→ Work to do
Exactly as written, transcribe the lines that run from the one containing "Target: stack of flanges" to the end of the records below.
☆ ☆ ☆ ☆ ☆
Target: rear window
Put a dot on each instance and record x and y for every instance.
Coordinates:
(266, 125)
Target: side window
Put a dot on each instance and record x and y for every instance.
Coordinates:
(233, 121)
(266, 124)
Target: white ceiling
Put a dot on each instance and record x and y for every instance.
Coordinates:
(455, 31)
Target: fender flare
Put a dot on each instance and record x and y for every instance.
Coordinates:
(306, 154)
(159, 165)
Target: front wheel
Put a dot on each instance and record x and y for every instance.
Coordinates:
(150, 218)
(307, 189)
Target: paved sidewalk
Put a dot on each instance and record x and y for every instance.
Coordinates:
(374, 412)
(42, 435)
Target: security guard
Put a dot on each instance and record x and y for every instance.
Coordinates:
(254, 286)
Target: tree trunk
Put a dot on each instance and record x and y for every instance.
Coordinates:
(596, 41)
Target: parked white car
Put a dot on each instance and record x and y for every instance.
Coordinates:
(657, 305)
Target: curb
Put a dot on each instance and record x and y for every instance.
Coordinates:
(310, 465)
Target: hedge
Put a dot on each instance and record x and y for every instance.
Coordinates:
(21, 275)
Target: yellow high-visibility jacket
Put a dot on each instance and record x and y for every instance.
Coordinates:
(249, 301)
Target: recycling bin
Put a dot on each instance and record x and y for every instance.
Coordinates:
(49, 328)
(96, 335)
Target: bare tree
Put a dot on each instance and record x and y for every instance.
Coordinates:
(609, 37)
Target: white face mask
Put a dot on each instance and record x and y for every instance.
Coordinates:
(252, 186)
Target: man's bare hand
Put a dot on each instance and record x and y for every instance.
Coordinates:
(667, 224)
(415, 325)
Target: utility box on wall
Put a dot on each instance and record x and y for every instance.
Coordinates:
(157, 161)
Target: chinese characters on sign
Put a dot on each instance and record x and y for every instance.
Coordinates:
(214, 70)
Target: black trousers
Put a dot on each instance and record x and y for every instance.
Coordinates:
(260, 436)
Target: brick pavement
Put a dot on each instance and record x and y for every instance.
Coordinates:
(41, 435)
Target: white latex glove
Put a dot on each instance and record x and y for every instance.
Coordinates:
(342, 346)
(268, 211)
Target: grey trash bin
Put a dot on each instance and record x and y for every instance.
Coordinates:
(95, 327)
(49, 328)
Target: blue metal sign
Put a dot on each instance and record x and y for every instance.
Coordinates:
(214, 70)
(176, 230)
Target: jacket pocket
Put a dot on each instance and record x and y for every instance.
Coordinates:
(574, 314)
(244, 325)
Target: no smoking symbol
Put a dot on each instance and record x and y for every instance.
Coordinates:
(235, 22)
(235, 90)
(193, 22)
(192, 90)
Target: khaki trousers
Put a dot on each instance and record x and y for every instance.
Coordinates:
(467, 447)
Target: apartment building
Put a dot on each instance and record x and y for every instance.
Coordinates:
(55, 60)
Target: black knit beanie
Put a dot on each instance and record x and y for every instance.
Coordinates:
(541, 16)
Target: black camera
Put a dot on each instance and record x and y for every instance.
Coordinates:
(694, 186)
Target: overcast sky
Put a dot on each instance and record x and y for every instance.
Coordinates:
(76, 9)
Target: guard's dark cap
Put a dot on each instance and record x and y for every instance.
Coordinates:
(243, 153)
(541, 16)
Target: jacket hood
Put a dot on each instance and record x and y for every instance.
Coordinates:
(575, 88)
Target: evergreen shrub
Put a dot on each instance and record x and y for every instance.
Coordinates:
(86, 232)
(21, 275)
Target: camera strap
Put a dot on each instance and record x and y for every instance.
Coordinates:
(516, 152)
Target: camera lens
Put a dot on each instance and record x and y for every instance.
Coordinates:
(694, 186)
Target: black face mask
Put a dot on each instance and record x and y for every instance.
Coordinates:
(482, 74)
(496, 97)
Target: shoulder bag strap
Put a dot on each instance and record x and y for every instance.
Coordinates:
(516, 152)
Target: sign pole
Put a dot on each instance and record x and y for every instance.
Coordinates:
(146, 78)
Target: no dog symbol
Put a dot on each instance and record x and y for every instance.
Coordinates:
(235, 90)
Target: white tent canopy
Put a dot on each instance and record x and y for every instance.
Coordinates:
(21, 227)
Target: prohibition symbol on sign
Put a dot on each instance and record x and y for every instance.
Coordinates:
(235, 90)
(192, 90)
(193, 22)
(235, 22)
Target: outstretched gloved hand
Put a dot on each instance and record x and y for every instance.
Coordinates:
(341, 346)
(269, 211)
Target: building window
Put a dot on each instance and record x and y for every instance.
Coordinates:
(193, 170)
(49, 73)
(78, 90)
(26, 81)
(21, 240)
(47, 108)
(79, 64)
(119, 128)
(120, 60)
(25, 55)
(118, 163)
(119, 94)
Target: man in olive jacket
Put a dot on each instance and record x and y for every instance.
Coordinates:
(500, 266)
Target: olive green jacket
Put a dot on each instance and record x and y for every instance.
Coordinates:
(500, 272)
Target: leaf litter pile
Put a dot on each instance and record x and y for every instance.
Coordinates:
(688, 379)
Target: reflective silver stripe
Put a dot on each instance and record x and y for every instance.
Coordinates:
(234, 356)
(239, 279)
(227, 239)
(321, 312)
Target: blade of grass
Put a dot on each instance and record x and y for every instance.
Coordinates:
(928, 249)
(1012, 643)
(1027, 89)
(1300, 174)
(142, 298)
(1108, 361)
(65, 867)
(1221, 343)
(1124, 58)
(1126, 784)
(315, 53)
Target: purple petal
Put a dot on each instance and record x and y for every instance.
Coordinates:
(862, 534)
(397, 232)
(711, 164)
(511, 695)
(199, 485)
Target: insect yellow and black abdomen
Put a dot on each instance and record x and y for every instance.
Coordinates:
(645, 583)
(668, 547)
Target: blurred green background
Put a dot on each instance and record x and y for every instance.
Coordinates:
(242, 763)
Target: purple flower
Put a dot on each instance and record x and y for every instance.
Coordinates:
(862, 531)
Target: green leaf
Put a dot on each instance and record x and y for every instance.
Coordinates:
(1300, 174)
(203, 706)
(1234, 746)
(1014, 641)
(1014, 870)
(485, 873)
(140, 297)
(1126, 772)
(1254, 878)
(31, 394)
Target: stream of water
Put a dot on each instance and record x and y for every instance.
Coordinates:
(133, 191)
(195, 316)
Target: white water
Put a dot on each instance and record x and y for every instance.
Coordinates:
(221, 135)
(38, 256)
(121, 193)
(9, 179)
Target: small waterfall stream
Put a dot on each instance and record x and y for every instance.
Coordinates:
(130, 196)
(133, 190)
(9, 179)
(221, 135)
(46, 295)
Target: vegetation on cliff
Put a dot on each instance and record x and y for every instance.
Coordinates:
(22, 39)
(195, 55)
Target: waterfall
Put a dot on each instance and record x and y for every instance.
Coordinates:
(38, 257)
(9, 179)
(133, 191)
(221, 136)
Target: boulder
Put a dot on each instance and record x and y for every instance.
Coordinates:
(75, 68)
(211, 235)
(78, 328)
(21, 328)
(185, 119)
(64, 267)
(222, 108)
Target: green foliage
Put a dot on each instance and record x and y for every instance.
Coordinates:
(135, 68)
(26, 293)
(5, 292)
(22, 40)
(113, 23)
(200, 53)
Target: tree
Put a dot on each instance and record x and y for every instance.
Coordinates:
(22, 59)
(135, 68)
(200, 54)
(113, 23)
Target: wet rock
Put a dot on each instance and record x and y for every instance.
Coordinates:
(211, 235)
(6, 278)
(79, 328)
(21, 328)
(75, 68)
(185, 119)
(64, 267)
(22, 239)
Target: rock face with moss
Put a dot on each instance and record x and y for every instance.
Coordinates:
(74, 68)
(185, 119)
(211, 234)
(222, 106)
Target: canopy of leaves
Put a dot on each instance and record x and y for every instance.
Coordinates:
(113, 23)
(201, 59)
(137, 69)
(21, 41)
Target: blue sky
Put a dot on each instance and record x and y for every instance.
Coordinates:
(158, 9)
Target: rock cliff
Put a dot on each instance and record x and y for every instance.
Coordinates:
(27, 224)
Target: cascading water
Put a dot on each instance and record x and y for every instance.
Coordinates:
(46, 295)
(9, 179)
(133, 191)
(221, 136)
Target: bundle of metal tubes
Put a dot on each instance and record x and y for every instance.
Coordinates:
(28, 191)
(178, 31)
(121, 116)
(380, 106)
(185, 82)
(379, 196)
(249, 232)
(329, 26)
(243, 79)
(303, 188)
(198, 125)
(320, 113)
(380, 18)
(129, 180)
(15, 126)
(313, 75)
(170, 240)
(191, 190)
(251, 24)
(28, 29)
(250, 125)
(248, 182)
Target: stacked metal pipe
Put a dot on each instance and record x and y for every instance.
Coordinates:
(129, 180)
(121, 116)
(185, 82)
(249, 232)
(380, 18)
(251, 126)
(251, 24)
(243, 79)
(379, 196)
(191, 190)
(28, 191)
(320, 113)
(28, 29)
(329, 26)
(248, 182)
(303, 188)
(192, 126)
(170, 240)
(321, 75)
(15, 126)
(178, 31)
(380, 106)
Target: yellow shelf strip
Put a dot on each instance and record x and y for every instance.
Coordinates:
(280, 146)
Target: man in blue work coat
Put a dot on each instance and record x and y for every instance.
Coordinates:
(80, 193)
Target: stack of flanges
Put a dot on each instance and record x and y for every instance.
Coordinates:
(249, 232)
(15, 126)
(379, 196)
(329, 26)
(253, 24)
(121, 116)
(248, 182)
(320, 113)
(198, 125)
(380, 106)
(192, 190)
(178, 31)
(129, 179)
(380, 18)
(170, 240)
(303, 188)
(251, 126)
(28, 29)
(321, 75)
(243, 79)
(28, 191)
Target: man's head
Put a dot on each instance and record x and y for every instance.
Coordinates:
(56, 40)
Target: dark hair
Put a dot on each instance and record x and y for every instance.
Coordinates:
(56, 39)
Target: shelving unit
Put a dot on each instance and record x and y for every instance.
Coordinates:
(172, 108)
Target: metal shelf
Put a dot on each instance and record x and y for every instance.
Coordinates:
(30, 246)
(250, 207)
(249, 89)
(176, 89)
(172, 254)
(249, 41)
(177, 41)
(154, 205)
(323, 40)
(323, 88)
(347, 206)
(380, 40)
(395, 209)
☆ ☆ ☆ ☆ ☆
→ Final result
Target: stack of flanges
Put a dot on each instance and record x and y for every instance.
Coordinates:
(249, 232)
(15, 126)
(379, 196)
(329, 26)
(253, 24)
(121, 116)
(248, 182)
(320, 113)
(198, 125)
(380, 106)
(192, 190)
(178, 31)
(129, 179)
(380, 18)
(170, 240)
(303, 188)
(251, 126)
(28, 29)
(321, 75)
(243, 79)
(28, 191)
Target: man's head
Put a dot on each instance and record x and y for every instance.
Coordinates:
(56, 40)
Target: dark hair
Put a dot on each instance and record x and y for every instance.
Coordinates:
(56, 39)
Target: shelving unit
Put a dot on each instance and record x and y for every instance.
Coordinates:
(172, 108)
Target: metal shelf
Put a dot on each instance and record x and y for every instance.
Coordinates:
(30, 246)
(250, 207)
(249, 89)
(176, 89)
(172, 254)
(249, 41)
(177, 41)
(154, 205)
(323, 40)
(323, 88)
(347, 206)
(380, 40)
(395, 209)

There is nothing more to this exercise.